SUPPLIED MATERIAL:
▼▼▼
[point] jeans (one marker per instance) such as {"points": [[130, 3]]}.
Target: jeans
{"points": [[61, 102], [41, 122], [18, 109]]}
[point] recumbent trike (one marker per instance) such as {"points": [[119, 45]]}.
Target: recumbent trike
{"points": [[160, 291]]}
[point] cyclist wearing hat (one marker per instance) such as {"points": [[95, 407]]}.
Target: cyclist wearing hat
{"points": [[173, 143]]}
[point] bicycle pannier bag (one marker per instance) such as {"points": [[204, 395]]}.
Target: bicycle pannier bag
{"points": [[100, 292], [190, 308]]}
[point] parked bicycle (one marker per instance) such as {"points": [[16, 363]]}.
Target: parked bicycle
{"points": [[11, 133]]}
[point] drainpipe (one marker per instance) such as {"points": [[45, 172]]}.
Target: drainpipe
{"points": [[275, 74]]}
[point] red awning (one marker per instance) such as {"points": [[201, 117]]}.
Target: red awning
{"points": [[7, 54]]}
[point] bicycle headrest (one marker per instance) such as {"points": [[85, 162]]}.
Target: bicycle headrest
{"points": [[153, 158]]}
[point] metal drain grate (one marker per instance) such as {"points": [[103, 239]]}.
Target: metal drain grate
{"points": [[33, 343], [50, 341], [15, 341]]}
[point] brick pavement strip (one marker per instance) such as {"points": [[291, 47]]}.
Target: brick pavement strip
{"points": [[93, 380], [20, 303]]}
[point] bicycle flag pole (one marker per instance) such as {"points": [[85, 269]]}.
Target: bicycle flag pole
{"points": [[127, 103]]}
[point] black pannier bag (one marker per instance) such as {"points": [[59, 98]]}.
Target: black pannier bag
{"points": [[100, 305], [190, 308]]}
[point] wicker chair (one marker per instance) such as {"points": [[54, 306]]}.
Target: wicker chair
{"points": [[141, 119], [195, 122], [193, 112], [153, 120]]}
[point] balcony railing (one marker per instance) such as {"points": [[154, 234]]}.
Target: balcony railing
▲▲▲
PROBLEM TO WORK ON:
Please rewrite the part of the items that opens with the line containing "[point] brick pavement" and closes with the last of the items, replacing "wicker" with "rattan" and changing nothing else. Give only those lines.

IN RESPONSE:
[point] brick pavement strip (one marker per instance) such as {"points": [[291, 47]]}.
Target: brick pavement strip
{"points": [[93, 380], [20, 303]]}
[point] bicycle flag pole (one marker per instance) such as {"points": [[85, 269]]}.
Target: bicycle flag pole
{"points": [[127, 103]]}
[point] black pannier bag (one marker per instance) such as {"points": [[59, 98]]}.
Target: black pannier bag
{"points": [[100, 305], [190, 308]]}
[point] rattan chair (one marker per instance) such as {"points": [[54, 306]]}.
Target: rattan chair
{"points": [[141, 119], [195, 122], [193, 112], [153, 120]]}
[point] balcony railing (one marker per instance) such as {"points": [[154, 234]]}.
Target: balcony railing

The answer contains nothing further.